■ Input records
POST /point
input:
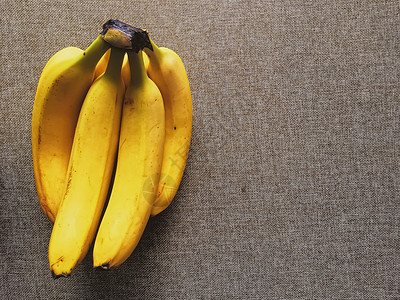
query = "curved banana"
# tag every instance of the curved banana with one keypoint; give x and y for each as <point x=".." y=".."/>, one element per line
<point x="89" y="170"/>
<point x="166" y="69"/>
<point x="102" y="65"/>
<point x="62" y="87"/>
<point x="138" y="169"/>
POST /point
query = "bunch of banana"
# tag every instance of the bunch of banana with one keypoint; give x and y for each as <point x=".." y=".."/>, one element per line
<point x="110" y="105"/>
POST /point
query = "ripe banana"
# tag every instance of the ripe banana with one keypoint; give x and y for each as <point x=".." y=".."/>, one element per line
<point x="166" y="69"/>
<point x="61" y="90"/>
<point x="89" y="169"/>
<point x="138" y="169"/>
<point x="102" y="65"/>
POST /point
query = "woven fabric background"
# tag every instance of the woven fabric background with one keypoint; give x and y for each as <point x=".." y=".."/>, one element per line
<point x="292" y="186"/>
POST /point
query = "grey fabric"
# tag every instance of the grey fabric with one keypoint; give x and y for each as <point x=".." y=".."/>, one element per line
<point x="292" y="186"/>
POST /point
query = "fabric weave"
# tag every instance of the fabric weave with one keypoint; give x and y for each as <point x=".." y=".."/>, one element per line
<point x="292" y="185"/>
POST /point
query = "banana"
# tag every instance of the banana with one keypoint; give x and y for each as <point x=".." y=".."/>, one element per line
<point x="102" y="65"/>
<point x="168" y="72"/>
<point x="138" y="169"/>
<point x="89" y="169"/>
<point x="61" y="90"/>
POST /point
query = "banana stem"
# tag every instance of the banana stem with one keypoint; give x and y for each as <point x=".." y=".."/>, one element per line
<point x="138" y="71"/>
<point x="113" y="70"/>
<point x="95" y="51"/>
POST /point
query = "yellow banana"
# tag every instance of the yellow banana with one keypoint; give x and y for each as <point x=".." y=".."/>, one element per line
<point x="89" y="170"/>
<point x="102" y="65"/>
<point x="62" y="87"/>
<point x="138" y="169"/>
<point x="166" y="69"/>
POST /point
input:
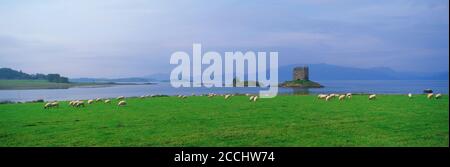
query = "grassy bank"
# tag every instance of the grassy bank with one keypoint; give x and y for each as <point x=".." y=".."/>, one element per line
<point x="43" y="84"/>
<point x="391" y="120"/>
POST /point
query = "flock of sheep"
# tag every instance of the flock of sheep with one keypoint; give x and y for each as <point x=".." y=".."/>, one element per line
<point x="252" y="98"/>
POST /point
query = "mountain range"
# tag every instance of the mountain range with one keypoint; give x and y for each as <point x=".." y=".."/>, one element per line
<point x="317" y="72"/>
<point x="335" y="72"/>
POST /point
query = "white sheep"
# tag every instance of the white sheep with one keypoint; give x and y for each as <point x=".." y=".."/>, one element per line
<point x="372" y="97"/>
<point x="50" y="105"/>
<point x="90" y="101"/>
<point x="255" y="98"/>
<point x="321" y="96"/>
<point x="430" y="95"/>
<point x="79" y="103"/>
<point x="122" y="103"/>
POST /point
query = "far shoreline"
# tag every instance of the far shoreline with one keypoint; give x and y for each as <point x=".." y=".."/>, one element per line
<point x="41" y="84"/>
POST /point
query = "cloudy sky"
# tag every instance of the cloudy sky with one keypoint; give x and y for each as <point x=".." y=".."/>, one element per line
<point x="123" y="38"/>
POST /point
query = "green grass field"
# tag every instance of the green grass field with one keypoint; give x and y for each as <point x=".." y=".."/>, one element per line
<point x="391" y="120"/>
<point x="43" y="84"/>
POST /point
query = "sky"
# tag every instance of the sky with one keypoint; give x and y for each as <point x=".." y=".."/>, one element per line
<point x="132" y="38"/>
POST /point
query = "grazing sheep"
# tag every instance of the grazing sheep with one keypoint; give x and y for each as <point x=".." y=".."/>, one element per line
<point x="430" y="95"/>
<point x="49" y="105"/>
<point x="55" y="104"/>
<point x="79" y="103"/>
<point x="438" y="96"/>
<point x="90" y="101"/>
<point x="372" y="97"/>
<point x="321" y="96"/>
<point x="255" y="98"/>
<point x="122" y="103"/>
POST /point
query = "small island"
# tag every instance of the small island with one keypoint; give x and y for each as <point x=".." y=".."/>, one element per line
<point x="301" y="79"/>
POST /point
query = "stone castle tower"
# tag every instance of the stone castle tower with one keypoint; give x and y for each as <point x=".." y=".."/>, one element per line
<point x="301" y="73"/>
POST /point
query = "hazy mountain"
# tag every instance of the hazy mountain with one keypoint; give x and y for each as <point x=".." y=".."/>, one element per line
<point x="334" y="72"/>
<point x="90" y="80"/>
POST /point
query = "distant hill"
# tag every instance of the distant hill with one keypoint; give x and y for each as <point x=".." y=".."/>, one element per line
<point x="322" y="71"/>
<point x="10" y="74"/>
<point x="106" y="80"/>
<point x="334" y="72"/>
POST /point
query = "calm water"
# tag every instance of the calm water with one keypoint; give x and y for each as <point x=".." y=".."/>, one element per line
<point x="379" y="87"/>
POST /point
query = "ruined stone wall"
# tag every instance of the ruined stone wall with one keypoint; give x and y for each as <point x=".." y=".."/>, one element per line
<point x="301" y="73"/>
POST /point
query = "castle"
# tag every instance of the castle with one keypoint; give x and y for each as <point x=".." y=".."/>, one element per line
<point x="301" y="73"/>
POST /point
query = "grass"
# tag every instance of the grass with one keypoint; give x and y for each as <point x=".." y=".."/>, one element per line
<point x="391" y="120"/>
<point x="301" y="83"/>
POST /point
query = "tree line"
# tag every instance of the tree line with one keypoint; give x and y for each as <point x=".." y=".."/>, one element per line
<point x="7" y="73"/>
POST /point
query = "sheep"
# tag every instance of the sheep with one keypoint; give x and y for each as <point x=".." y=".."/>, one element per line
<point x="90" y="101"/>
<point x="210" y="95"/>
<point x="255" y="98"/>
<point x="430" y="95"/>
<point x="79" y="103"/>
<point x="55" y="104"/>
<point x="48" y="105"/>
<point x="321" y="96"/>
<point x="122" y="103"/>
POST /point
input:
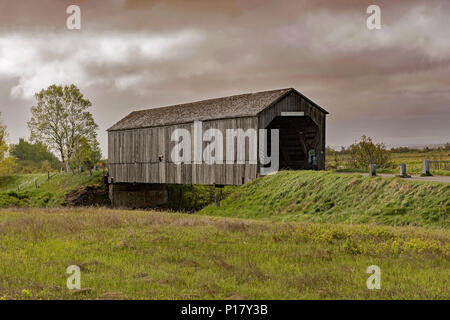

■ Your goal
State how many lines of the items above contain the word "ruined". Give only the number.

■ Written response
2